(Beginning of DOCUMENT PASSAGE)

Re: Setting effective UID for a shell script
On Wed, May 15, 2002 at 04:31:09PM +0930, Tom Cook wrote:
> On 0, Alberto Cabello Sanchez <alberto@unex.es> wrote:
> > As far as I know, you can't. I think you have to setuid() and exec() in
> > a, say, C compiled program.
>
> No, that's when you want to do it the other way around.
No. 'Cause if you don't have the priveledge already, a call to
setuid won't give it to you. But, you can give up priveledge.
> If you are root and want to run it as someone else, then:
> su -c <cmd>
>
> will do it without asking for a passwd.
If you're root, and want to run the command as another user, you
have to specify which user. That is what the OP wanted to do.
> If you are not root and want to run it as root, then:
>
> * Use one of the setuid script wrappers around. I don't know of any
> off the top of my head, but they must be around.

(End of DOCUMENT PASSAGE)

EXPLORE THE MATERIAL =
#1 In the mailing-list post, what command does Tom Cook give for running something as someone else when you are root?
#2 Write out the mailing-list post starting with "No. 'Cause if" and going on through "wanted to do.", switching "user" to "account".
These records come from a different source than the mailing-list post.

(Beginning of DATA LISTING)

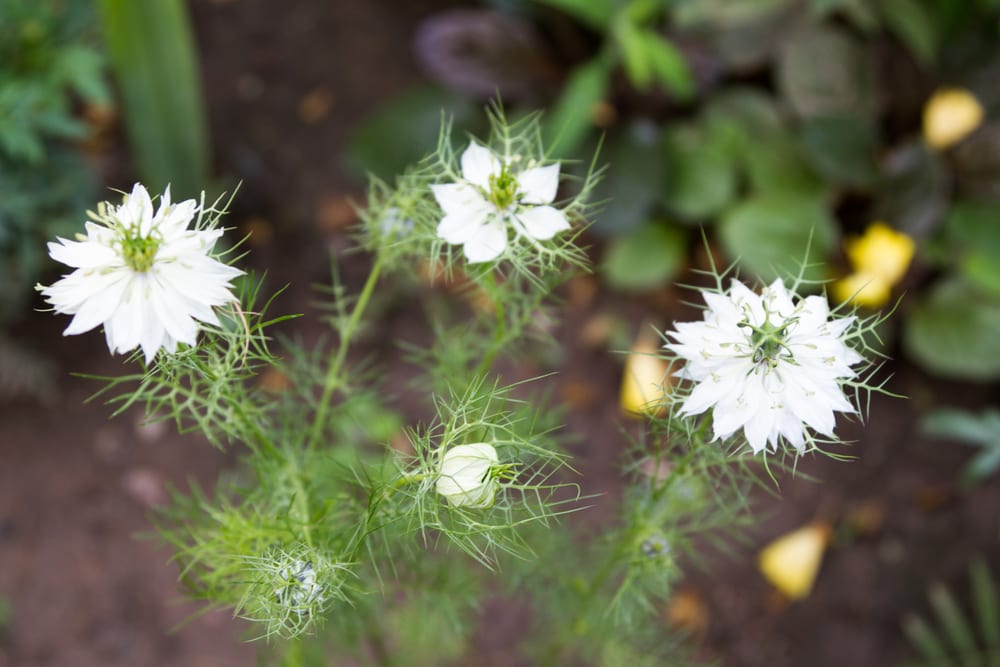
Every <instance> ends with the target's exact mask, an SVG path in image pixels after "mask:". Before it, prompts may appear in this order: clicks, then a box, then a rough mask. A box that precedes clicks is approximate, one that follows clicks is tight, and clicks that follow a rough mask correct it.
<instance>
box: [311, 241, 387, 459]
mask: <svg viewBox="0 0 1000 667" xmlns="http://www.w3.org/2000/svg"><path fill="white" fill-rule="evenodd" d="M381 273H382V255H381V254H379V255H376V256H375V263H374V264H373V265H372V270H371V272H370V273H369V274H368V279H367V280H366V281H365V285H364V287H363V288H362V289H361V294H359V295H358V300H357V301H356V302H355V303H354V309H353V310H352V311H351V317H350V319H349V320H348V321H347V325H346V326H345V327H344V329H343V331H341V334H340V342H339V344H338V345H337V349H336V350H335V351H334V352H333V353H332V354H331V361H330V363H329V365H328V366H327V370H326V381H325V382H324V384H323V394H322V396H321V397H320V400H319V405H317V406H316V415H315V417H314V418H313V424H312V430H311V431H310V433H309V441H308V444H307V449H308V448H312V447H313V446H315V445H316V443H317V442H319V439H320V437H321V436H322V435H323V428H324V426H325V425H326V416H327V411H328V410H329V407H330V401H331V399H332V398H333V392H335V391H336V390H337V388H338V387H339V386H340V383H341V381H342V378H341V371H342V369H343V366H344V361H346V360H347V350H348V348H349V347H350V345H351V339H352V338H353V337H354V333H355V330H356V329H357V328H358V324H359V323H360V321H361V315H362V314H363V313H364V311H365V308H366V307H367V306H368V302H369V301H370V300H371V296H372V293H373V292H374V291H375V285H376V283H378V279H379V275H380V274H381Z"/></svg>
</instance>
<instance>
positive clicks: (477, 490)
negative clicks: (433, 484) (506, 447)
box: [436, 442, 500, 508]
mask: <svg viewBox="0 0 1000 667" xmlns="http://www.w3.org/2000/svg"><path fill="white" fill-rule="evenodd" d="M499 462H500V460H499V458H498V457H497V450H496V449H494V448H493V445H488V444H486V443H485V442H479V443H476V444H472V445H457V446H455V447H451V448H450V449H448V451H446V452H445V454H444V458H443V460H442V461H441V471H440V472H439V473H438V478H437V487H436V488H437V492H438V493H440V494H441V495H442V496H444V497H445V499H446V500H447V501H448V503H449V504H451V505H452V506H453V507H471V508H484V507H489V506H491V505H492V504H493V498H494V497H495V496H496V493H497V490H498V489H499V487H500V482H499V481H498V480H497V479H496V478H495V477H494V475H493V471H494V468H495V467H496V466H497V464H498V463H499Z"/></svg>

(End of DATA LISTING)

EXERCISE RESULTS =
#1 su -c <cmd>

#2
No. 'Cause if you don't have the priveledge already, a call to
setuid won't give it to you. But, you can give up priveledge.
> If you are root and want to run it as someone else, then:
> su -c <cmd>
>
> will do it without asking for a passwd.
If you're root, and want to run the command as another account, you
have to specify which account. That is what the OP wanted to do.